Instructions for the task: Everything from the line with "written as (343,101)." through the last line of the records below should be copied exactly, both ends included.
[START]
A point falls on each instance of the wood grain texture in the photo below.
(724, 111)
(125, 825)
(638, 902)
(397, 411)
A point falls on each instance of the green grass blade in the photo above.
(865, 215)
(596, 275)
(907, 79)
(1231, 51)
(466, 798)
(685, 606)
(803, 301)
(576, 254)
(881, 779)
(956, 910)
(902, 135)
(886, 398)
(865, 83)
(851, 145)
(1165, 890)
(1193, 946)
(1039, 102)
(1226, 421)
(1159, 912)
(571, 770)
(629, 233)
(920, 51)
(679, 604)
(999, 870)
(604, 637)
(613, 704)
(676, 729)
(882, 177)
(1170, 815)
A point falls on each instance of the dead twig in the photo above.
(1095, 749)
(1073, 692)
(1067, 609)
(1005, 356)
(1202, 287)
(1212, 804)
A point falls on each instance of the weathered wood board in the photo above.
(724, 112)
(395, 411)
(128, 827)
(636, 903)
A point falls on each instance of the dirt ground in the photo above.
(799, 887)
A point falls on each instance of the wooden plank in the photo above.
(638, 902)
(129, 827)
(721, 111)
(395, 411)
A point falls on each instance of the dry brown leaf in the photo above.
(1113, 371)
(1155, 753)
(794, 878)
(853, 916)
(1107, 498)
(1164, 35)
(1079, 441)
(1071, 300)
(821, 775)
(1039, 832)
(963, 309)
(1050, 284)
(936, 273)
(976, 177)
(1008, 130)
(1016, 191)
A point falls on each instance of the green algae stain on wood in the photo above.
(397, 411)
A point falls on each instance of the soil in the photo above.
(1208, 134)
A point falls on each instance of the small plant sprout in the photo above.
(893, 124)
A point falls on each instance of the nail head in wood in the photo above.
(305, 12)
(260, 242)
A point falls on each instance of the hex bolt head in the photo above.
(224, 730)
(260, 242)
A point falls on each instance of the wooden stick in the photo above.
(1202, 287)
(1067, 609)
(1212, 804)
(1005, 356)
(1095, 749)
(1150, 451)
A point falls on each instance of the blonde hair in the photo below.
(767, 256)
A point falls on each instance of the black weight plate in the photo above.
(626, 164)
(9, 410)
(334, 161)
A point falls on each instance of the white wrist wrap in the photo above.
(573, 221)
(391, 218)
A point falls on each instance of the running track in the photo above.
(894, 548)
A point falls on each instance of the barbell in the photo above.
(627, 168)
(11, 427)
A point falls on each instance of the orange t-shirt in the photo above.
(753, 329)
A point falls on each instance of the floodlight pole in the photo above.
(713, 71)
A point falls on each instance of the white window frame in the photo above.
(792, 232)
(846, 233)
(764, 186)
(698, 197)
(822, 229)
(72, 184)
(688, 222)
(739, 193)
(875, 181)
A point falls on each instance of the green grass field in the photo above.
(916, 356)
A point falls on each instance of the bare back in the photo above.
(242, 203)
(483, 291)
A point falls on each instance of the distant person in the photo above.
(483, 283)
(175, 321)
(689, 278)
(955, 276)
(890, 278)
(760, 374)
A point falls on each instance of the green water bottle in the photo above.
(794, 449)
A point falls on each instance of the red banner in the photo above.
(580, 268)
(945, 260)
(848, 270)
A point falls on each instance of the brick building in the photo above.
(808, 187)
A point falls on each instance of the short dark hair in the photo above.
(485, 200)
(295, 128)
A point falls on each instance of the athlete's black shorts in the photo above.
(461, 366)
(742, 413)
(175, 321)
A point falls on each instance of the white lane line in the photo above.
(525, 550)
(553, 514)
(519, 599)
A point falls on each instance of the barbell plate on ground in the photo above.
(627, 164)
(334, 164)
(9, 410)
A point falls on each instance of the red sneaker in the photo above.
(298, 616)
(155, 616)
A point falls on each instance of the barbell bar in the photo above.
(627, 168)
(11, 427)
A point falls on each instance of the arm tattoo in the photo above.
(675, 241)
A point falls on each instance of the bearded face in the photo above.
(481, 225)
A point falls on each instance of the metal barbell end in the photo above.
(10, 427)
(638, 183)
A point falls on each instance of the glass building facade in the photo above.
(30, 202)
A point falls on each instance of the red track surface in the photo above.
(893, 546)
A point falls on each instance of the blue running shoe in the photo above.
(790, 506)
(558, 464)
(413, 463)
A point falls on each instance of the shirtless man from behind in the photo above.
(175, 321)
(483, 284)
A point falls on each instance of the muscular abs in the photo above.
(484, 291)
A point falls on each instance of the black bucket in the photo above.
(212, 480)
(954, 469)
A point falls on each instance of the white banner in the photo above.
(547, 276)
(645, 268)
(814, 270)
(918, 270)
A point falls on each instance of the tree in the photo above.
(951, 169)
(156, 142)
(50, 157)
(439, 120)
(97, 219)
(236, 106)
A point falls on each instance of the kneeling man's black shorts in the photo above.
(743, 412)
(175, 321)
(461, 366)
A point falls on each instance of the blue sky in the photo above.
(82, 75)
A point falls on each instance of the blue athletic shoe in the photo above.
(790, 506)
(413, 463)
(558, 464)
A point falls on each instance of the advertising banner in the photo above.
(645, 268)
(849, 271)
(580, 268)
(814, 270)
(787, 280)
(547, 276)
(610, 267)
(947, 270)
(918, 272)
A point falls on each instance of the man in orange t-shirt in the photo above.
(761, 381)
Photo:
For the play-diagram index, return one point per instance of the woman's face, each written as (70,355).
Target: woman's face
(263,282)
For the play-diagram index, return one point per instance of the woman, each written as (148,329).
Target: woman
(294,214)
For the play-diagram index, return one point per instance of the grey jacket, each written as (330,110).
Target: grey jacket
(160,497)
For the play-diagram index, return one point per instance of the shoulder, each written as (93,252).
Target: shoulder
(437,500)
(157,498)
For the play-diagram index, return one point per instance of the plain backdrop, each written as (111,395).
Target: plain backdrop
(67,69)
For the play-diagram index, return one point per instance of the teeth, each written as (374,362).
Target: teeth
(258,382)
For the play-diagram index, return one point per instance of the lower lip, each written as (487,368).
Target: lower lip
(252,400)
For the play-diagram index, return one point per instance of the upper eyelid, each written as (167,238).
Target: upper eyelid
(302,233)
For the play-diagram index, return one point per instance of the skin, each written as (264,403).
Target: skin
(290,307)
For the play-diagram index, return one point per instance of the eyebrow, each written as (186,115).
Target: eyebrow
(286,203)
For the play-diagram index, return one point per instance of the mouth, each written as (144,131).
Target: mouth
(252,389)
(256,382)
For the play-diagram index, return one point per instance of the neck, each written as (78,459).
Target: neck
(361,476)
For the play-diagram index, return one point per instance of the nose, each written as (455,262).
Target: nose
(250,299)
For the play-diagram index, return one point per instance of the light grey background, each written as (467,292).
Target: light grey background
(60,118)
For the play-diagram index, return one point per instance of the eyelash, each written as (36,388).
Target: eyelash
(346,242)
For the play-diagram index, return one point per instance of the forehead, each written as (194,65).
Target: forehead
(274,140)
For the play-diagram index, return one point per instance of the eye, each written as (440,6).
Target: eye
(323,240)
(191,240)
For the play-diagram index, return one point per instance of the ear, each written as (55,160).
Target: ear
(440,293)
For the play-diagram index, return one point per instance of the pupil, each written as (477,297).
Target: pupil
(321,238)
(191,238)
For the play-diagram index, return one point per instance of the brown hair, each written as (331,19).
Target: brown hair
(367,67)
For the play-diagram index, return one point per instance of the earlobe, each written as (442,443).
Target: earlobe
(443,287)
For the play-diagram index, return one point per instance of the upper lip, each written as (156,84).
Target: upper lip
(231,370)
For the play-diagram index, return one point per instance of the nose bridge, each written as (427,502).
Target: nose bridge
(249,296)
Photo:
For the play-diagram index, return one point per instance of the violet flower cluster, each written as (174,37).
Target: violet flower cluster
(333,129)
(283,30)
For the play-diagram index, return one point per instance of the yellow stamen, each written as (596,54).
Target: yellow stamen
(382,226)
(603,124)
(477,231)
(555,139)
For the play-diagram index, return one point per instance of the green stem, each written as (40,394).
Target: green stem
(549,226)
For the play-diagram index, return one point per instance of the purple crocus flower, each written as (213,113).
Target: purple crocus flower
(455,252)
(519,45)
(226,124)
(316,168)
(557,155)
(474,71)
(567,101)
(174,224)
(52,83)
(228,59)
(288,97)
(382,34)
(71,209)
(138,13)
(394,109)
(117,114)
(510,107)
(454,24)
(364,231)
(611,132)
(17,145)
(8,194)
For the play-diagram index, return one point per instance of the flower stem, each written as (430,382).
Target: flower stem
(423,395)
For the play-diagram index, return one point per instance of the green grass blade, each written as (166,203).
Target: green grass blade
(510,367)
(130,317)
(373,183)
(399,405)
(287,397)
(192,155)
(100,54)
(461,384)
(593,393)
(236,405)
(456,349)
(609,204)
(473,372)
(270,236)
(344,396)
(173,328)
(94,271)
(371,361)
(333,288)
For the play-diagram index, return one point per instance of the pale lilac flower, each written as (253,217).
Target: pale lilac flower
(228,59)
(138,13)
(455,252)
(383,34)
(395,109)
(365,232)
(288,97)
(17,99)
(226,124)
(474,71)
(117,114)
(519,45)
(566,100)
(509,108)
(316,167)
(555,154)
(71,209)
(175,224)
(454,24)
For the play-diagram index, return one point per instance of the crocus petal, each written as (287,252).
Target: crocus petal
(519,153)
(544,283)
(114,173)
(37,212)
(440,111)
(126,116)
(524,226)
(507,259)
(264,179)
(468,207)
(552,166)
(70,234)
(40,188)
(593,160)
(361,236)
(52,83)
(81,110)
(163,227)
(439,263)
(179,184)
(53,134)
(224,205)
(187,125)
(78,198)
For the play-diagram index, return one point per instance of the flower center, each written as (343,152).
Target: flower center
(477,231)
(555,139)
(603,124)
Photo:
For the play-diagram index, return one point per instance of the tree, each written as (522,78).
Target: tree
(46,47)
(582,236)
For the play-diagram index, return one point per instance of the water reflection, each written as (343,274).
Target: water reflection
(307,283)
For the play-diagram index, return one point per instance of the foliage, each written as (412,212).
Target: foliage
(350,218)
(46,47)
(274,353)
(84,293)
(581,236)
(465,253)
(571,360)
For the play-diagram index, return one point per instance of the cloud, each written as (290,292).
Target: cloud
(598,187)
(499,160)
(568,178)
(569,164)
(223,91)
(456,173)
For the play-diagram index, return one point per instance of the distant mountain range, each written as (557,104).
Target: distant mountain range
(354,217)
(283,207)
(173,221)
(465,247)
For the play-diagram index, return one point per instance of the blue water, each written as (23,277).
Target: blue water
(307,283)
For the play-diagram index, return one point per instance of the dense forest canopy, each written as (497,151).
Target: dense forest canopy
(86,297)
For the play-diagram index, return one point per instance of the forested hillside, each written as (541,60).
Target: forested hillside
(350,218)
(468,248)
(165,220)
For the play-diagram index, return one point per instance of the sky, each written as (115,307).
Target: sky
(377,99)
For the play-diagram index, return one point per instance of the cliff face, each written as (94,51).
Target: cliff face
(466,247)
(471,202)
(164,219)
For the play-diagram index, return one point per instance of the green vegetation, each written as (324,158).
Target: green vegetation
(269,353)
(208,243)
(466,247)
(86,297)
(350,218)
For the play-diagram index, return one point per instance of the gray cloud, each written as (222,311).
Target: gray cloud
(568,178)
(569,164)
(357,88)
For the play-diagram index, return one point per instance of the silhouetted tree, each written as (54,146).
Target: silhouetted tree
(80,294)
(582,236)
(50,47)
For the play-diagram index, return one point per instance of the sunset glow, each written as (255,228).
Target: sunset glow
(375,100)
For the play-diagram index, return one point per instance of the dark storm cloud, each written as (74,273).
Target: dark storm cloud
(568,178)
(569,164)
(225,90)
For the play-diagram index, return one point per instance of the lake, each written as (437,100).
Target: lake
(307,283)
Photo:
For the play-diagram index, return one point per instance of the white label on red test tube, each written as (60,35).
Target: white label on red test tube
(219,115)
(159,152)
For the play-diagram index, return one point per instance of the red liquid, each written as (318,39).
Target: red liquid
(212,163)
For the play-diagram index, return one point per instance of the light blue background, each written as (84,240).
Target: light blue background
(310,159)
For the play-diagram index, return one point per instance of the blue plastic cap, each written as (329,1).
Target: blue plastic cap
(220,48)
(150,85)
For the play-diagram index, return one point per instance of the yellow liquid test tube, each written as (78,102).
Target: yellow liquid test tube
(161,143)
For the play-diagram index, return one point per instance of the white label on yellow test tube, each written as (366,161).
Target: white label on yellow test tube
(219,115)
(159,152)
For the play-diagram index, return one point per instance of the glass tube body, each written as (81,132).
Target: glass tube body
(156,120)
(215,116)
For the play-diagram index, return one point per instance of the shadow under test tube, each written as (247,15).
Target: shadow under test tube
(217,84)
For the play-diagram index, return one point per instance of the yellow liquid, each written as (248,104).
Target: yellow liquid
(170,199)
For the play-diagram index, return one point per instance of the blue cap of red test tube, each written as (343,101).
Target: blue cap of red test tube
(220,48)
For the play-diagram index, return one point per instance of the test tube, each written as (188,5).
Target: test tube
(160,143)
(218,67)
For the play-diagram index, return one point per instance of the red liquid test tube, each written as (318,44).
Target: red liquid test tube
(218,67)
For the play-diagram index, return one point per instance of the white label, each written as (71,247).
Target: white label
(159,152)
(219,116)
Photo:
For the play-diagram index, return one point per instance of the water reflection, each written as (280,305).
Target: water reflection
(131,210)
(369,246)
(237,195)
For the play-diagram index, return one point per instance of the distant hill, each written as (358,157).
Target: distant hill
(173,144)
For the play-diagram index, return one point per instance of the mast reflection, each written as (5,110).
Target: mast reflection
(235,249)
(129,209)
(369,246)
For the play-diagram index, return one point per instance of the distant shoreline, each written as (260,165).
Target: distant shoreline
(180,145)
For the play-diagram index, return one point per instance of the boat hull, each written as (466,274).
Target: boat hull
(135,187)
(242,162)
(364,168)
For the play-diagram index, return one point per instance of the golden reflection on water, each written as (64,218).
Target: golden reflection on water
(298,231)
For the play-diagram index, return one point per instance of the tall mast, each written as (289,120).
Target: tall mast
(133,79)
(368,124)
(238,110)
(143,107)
[END]
Solution for this exercise:
For the play-diagram index, return one point per instance of the blue cap of red test tube, each written as (343,101).
Target: blue cap of red test tube
(220,48)
For the play-diagram index, return one point per instance of the test tube, each written as (188,5).
Target: test tube
(160,143)
(218,67)
For the play-diagram index, return one point per instance of the red liquid test tube, each written as (318,44).
Target: red liquid test tube
(218,67)
For the play-diagram index, return one point per instance of the white label, each written as (71,247).
Target: white label
(159,152)
(219,116)
Photo:
For the play-diagram index, return one point per instance of the water reflection, each written as (280,305).
Target: water reflection
(131,210)
(369,246)
(237,195)
For the play-diagram index, return one point per instance of the distant hill, each written as (358,157).
Target: distant hill
(173,144)
For the play-diagram index, return one point per instance of the mast reflection, each written as (5,110).
Target: mast reflection
(235,249)
(129,209)
(369,246)
For the play-diagram index, return one point per instance of the distant shoreline, each written as (260,165).
Target: distant shoreline
(180,145)
For the play-diagram index, return one point per instance of the boat hull, each written as (466,274).
Target: boat hull
(135,187)
(242,162)
(364,168)
For the play-diagram index, return one point per instance of the golden reflection on water, each written as (64,218).
Target: golden reflection on water
(298,231)
For the play-diagram index, return one point per instance of the tall mast, each written as (289,120).
Target: tall mast
(133,79)
(368,124)
(238,110)
(143,107)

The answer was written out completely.